Please return each line of the listing below that contains the string "floor". Case counts.

**EXTRACTED ENTRIES**
╭──

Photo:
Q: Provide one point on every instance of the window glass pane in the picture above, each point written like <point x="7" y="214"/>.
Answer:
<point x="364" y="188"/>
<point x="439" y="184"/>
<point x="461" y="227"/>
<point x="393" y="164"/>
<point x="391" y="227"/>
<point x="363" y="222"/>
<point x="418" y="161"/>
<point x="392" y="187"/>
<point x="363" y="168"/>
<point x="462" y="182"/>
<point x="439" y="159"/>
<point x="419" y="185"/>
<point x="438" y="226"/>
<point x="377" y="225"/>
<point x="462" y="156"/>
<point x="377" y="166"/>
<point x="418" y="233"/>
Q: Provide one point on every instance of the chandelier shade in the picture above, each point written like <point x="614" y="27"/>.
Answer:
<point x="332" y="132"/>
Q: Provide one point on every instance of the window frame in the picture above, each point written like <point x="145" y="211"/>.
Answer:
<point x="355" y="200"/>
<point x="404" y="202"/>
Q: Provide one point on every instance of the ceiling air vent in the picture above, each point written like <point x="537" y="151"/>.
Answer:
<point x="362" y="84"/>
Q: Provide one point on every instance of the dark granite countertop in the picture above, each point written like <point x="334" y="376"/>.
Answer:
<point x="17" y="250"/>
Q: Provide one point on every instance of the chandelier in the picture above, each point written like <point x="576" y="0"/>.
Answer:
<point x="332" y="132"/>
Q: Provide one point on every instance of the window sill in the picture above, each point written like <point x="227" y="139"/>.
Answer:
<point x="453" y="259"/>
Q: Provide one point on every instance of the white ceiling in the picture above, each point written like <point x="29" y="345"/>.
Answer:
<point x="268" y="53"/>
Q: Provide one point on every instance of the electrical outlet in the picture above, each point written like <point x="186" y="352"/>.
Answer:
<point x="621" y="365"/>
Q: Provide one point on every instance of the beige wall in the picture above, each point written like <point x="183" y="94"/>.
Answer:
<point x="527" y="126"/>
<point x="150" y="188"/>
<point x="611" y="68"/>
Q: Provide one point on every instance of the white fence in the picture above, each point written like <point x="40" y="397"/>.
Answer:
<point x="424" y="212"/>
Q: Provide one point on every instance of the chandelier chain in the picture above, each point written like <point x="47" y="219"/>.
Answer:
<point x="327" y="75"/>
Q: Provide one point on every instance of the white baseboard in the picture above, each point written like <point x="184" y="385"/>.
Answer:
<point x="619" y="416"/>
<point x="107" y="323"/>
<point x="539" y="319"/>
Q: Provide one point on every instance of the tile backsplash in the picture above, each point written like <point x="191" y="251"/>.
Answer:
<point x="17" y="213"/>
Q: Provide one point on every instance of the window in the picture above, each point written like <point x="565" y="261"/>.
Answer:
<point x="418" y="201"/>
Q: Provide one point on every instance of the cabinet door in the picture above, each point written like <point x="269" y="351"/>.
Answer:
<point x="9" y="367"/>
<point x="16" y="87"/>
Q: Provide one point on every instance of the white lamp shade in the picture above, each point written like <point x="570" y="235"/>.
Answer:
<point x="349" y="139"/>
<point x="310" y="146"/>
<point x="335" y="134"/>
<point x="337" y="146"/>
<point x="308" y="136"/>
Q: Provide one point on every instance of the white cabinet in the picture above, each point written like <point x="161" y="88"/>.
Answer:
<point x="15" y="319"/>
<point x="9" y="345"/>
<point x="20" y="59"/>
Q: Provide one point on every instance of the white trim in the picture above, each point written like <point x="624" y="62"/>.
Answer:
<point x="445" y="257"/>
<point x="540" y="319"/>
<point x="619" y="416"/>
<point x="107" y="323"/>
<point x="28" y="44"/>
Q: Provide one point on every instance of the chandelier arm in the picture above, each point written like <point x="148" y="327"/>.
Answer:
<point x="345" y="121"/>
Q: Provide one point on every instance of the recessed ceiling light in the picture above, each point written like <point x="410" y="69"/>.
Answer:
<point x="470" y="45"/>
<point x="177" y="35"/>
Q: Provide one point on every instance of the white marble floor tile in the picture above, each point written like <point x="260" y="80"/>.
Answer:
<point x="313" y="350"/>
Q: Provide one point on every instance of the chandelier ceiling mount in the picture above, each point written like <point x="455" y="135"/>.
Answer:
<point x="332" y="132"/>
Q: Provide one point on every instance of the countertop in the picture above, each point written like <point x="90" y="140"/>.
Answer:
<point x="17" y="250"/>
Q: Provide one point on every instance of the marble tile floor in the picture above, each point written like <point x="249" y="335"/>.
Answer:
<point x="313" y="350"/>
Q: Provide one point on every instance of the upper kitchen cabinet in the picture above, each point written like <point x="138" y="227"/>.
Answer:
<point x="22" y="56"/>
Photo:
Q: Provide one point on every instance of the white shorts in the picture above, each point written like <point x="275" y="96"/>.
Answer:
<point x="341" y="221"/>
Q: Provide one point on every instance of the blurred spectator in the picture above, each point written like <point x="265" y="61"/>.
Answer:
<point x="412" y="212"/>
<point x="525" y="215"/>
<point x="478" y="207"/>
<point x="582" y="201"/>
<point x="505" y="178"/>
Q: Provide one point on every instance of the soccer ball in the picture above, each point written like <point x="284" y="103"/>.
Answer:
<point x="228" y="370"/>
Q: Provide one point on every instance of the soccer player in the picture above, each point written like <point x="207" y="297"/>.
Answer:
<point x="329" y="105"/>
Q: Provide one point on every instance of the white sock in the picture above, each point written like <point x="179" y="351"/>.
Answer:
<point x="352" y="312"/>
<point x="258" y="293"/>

╰──
╭──

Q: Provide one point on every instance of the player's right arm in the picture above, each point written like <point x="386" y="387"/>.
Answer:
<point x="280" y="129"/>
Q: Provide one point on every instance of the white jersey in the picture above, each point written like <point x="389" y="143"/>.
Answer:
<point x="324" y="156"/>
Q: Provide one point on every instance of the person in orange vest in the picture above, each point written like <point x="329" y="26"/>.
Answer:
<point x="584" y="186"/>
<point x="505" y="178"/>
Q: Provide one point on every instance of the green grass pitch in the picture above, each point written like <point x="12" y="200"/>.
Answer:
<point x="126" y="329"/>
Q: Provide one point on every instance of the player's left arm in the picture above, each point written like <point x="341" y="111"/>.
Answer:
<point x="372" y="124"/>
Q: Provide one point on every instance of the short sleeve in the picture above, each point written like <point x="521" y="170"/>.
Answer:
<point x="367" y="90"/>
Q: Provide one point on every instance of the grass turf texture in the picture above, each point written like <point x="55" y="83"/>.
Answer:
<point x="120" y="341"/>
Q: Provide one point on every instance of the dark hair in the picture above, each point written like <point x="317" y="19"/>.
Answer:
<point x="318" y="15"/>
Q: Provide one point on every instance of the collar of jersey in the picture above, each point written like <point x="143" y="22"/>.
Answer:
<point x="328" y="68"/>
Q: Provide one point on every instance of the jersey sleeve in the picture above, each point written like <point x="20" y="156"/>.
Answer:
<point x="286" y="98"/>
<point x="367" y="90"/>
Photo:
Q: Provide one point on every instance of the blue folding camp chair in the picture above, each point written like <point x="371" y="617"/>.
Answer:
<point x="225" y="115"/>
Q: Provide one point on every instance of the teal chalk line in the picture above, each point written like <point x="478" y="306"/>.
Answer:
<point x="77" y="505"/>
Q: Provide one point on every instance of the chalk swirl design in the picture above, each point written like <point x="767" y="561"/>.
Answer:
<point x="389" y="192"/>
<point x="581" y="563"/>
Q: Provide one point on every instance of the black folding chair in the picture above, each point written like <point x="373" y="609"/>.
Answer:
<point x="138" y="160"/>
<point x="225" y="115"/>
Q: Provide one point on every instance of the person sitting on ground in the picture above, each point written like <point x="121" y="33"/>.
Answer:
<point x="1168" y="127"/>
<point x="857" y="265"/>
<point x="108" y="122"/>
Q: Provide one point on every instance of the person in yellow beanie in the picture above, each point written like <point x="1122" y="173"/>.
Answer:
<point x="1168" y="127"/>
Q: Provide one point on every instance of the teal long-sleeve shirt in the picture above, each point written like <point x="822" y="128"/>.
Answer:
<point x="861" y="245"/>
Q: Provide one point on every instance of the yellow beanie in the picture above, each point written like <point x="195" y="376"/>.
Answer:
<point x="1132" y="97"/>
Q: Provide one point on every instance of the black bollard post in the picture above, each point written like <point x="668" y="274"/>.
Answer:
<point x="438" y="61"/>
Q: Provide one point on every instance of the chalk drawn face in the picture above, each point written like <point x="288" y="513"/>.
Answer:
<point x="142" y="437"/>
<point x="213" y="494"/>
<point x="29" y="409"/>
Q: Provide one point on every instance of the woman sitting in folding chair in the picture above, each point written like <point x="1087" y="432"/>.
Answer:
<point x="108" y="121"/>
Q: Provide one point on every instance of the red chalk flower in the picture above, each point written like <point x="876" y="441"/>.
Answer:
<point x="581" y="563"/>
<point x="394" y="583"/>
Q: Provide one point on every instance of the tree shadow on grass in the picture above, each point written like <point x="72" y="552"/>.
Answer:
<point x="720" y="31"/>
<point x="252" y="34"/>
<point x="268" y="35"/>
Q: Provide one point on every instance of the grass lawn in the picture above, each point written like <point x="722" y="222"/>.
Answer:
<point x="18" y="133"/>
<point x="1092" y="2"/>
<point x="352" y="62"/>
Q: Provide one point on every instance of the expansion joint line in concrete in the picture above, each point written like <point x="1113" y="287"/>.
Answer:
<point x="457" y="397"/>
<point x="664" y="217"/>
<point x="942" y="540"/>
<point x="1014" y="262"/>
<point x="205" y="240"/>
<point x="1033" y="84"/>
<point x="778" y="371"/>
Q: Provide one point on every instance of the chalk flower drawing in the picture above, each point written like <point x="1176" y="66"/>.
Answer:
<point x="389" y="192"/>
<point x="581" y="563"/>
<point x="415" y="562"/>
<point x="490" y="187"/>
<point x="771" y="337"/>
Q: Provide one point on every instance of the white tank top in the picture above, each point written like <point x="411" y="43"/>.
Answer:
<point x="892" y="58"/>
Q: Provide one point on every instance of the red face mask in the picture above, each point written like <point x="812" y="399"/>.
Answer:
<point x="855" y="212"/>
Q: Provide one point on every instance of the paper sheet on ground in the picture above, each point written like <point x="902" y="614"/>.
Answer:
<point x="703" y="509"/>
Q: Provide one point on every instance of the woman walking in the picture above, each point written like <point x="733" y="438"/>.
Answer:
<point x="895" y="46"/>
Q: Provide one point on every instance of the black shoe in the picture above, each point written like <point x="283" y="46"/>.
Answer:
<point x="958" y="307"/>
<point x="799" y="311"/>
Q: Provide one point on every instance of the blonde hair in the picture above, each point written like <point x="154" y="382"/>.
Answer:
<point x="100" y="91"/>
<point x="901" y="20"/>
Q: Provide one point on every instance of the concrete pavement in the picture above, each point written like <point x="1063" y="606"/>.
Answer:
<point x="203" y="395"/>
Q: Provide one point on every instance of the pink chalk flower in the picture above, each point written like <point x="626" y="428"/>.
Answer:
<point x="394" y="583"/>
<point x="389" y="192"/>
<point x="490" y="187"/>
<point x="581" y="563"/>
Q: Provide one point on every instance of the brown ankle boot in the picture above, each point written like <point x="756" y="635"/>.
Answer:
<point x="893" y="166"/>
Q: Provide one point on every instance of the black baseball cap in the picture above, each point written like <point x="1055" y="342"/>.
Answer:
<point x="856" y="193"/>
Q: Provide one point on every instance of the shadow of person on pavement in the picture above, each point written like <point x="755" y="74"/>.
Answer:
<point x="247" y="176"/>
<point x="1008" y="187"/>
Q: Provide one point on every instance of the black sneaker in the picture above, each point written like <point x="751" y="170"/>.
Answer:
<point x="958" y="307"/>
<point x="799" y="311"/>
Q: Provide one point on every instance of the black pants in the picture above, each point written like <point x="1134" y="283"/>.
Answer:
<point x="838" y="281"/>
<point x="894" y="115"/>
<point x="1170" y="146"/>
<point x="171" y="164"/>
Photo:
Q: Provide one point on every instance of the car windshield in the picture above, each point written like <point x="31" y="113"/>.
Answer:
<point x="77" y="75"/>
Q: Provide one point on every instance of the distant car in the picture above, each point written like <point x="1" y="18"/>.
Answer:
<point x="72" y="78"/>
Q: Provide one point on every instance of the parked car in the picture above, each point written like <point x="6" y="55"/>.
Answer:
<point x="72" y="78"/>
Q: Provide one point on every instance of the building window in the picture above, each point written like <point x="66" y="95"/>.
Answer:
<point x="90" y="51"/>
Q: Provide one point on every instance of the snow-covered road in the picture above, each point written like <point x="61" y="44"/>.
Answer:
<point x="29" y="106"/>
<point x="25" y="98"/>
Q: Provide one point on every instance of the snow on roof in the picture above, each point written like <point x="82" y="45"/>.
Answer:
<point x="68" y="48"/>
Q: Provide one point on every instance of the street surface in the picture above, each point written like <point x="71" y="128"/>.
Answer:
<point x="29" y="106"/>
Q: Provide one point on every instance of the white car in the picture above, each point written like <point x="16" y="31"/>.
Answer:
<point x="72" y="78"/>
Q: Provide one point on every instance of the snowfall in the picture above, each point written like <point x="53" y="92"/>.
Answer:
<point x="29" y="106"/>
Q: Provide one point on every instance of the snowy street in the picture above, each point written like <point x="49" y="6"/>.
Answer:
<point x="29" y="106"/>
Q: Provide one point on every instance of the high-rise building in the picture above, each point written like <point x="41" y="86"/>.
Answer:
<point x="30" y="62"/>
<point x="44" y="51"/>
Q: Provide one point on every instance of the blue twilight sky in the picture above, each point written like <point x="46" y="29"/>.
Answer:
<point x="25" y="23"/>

╰──

**OUTPUT**
Q: Provide one point on every instance of the white marble floor tile in the picture above, each point written like <point x="260" y="80"/>.
Q: Provide one point on every instance of the marble tile floor in the picture above, each point written like <point x="249" y="335"/>.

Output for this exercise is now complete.